** Start of Extract **

Studio album by Silkk the Shocker
- Released: September 7, 2004
- Recorded: 2004
- Genre: Hip-hop
- Length: 52:49
- Label: The New No Limit; Koch;
- Producer: Myke Diesel; Serious; XL;

Silkk the Shocker chronology
| My World, My Way (2001) | Based on a True Story (2004) | It Will All Make Sense Later (2018) |

Singles from Based on a True Story
- "We Like Them Girls" Released: August 10, 2004;

= Based on a True Story (Silkk the Shocker album) =

Based on a True Story is the fifth solo studio album by American rapper Silkk the Shocker. It was released on September 7, 2004, via The New No Limit/Koch Records. Production was handled by Myke Diesel, Donald "XL" Robertson and Serious. It features guest appearances from Master P, Curren$y, Germany, Motor Bike Mike, Petey Pablo and Pop. The album peaked at number 88 on the Billboard 200, number 22 on the Top R&B/Hip-Hop Albums, number 13 on the Top Rap Albums and number 7 on the Independent Albums charts in the United States. The album's lead single "We Like Them Girls" made it to number 69 on the Hot R&B/Hip-Hop Songs and number 15 on the Hot Rap Songs charts.

** End of Extract **
** Start of Material supplied **

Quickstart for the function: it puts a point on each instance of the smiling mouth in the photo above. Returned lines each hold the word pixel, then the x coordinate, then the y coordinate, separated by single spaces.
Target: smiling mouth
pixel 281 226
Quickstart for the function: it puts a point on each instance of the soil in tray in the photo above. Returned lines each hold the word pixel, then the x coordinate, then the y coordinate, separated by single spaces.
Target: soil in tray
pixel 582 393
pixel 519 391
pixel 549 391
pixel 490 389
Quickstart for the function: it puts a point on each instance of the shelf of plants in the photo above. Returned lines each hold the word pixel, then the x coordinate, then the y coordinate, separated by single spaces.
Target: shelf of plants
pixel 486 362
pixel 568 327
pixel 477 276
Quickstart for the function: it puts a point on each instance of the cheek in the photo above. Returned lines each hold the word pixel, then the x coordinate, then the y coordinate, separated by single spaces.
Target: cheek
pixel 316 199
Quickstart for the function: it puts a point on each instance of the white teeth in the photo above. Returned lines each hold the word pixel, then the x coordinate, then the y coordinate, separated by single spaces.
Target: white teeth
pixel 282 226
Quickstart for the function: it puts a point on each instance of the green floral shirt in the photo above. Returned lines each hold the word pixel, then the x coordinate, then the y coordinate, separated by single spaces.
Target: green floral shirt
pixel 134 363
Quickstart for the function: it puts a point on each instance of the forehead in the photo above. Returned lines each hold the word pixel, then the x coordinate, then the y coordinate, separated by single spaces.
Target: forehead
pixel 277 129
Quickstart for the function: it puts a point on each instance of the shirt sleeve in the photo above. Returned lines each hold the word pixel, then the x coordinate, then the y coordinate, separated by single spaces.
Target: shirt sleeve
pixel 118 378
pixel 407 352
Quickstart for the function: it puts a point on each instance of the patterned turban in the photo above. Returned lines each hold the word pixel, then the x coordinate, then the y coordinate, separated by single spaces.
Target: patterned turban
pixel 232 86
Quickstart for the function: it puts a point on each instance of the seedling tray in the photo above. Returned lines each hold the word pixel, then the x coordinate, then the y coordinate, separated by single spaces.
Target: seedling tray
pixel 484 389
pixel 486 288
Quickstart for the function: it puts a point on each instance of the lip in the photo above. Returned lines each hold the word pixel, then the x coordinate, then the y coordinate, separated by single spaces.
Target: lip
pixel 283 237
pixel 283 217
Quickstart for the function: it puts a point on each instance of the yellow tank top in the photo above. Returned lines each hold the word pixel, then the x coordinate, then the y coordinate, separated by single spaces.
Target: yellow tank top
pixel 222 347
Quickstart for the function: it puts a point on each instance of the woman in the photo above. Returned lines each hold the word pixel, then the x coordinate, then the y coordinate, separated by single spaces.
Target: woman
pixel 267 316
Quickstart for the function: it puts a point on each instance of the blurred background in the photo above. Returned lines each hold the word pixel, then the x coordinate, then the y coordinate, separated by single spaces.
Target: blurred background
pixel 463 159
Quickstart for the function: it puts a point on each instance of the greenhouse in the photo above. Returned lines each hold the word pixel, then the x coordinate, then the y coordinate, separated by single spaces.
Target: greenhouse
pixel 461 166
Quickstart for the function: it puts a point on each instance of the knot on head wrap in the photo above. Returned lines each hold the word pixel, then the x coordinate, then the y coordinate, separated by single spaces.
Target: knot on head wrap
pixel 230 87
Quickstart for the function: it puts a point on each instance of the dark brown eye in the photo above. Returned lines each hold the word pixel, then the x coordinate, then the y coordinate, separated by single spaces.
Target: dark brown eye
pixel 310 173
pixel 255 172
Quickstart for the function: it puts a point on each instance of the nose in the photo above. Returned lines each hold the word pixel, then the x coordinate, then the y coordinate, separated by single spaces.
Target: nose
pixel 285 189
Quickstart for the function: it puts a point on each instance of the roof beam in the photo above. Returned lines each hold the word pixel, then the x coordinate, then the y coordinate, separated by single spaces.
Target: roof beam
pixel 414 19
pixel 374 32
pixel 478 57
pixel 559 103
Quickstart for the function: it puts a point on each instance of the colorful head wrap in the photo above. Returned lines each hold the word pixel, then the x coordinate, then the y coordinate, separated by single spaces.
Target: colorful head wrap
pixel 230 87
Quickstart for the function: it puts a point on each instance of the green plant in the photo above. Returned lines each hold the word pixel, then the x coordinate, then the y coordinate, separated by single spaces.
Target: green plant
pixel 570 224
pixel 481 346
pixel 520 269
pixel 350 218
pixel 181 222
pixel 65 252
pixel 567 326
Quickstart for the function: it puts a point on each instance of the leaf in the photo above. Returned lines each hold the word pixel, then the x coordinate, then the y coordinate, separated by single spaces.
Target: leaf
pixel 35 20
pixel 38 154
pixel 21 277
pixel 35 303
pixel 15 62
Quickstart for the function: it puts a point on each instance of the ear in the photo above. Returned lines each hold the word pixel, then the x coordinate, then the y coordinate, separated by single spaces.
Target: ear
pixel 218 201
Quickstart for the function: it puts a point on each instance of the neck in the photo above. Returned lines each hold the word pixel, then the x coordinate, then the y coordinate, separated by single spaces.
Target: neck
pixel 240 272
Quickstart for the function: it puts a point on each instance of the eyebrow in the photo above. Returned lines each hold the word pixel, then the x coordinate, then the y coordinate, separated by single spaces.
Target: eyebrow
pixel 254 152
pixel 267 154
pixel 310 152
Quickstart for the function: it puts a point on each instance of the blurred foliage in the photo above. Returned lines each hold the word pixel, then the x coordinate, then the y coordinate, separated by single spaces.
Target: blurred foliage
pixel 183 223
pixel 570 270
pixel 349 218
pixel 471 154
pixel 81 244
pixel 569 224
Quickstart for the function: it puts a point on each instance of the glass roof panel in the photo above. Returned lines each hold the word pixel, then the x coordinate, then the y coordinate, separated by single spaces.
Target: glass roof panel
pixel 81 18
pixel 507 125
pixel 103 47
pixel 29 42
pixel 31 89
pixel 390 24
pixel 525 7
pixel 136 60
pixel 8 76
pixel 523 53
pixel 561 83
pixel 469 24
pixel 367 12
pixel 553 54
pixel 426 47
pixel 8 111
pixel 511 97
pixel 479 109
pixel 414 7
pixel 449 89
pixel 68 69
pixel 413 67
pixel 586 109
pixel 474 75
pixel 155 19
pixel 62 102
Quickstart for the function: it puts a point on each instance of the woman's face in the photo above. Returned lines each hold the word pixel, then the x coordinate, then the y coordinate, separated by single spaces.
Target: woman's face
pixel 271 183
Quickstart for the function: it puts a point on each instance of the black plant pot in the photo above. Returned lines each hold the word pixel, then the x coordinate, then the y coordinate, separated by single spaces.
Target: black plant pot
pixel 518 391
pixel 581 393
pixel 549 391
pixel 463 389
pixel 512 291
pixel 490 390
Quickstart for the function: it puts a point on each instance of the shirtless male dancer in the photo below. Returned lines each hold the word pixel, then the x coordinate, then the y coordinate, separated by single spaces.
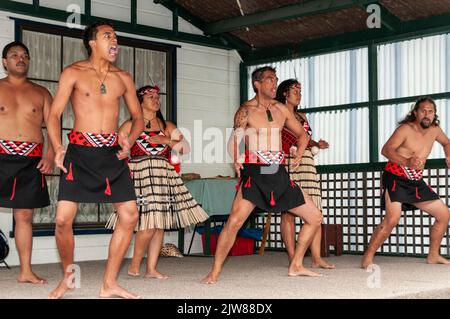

** End of Material supplied **

◆ Brief A
Rewrite the album article starting at "Singles from Based" and ending at "Rap Songs charts.", changing every "Silkk the Shocker" to "Vyshon Miller".
◆ Brief B
Decide whether each statement agrees with the album article, answering yes or no and quoting the words of the article that settle it: (i) The album was released through The New No Limit/Koch Records. (ii) The album reached number 22 on the Top Rap Albums chart. (iii) Petey Pablo appears as a guest on the album.

◆ Correct response A
Singles from Based on a True Story
- "We Like Them Girls" Released: August 10, 2004;

= Based on a True Story (Vyshon Miller album) =

Based on a True Story is the fifth solo studio album by American rapper Vyshon Miller. It was released on September 7, 2004, via The New No Limit/Koch Records. Production was handled by Myke Diesel, Donald "XL" Robertson and Serious. It features guest appearances from Master P, Curren$y, Germany, Motor Bike Mike, Petey Pablo and Pop. The album peaked at number 88 on the Billboard 200, number 22 on the Top R&B/Hip-Hop Albums, number 13 on the Top Rap Albums and number 7 on the Independent Albums charts in the United States. The album's lead single "We Like Them Girls" made it to number 69 on the Hot R&B/Hip-Hop Songs and number 15 on the Hot Rap Songs charts.

◆ Correct response B
(i) Yes: "It was released on September 7, 2004, via The New No Limit/Koch Records."
(ii) No: "number 13 on the Top Rap Albums"
(iii) Yes: "It features guest appearances from Master P, Curren$y, Germany, Motor Bike Mike, Petey Pablo and Pop."